インタビュー

トリスタン・プリティマンと併せてチェックしておきたい、カリフォルニア発の麗しい女性シンガー・ソングライターをご紹介!!


INARA GEORGE
 バード・アンド・ザ・ビー(以下B&B)のイナラ・ジョージによるファースト・ソロ・アルバム『All Rise』がついに日本上陸。そもそも本盤は2005年にUSのエヴァーラヴィング(ジャック・ジョンソンやベン・ハーパーとの仕事で知られるJP・プルニエ主宰のレーベル)から発表されたもので、B&B結成のきっかけとなった一枚である。とはいえ、B&Bのキュートでポップなエレクトロニカ路線とは趣を異にする、内省的な歌世界に誰もが驚かされることだろう。彼女の憂いを帯びたヴォーカルと、アコギを基調としたドリーミーな装飾音が朝靄の如く立ちこめるサウンドは、美しくもどこか不穏で、夢幻フォークトロニカ~現代版アシッド・フォークとしても楽しめる仕上がりだ。大御所のジャクソン・ブラウンがゲスト参加するなど、ローウェル・ジョージ(元リトル・フィート)を父に持つ彼女の人脈の広さも窺える。

→ 提供データ
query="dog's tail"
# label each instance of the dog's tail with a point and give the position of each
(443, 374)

→ 課題
イナラ・ジョージの紹介文によると、アルバム『All Rise』はもともと何年に、どのレーベルから発表されましたか。 上記の行は、イナラ・ジョージの紹介文とは関係がありません。

→ 解答
2005年に、USのエヴァーラヴィングから発表されました。